__WORK REQUEST__. Write out the line that has "Please locate the tree" in it, along with each line that comes after it until the listing ends, and add nothing.

__MATERIALS PROVIDED__.
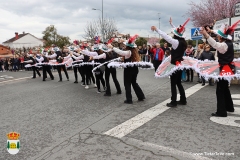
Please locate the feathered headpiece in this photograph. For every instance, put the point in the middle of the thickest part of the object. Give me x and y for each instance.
(225, 31)
(131, 41)
(181, 29)
(110, 41)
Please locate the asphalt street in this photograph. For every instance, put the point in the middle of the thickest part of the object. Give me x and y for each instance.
(64, 121)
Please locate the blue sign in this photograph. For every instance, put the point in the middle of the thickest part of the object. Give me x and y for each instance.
(195, 34)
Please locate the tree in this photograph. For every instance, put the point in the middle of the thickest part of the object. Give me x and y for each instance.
(50, 36)
(97, 27)
(207, 11)
(140, 41)
(162, 41)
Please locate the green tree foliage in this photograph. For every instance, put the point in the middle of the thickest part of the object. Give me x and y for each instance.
(162, 41)
(140, 41)
(193, 42)
(18, 145)
(50, 36)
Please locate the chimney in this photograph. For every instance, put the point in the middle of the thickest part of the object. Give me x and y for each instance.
(16, 35)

__RESPONSE AREA__.
Please locate the tree in this photograph. For every instance, put the point in the middle of the thickest part of the object. Give me x and y for each instance.
(50, 36)
(97, 27)
(207, 11)
(140, 41)
(162, 41)
Please locate the green tree foliage in this photograph. For every instance, put the point in the middle of the thickest part of the object. Give me x and y for each instance.
(162, 41)
(140, 41)
(193, 42)
(18, 145)
(50, 36)
Please locate the chimney in this photograph. For every instance, put the point in the middle of the thickest part of the object. Give me x and y for each instance.
(16, 35)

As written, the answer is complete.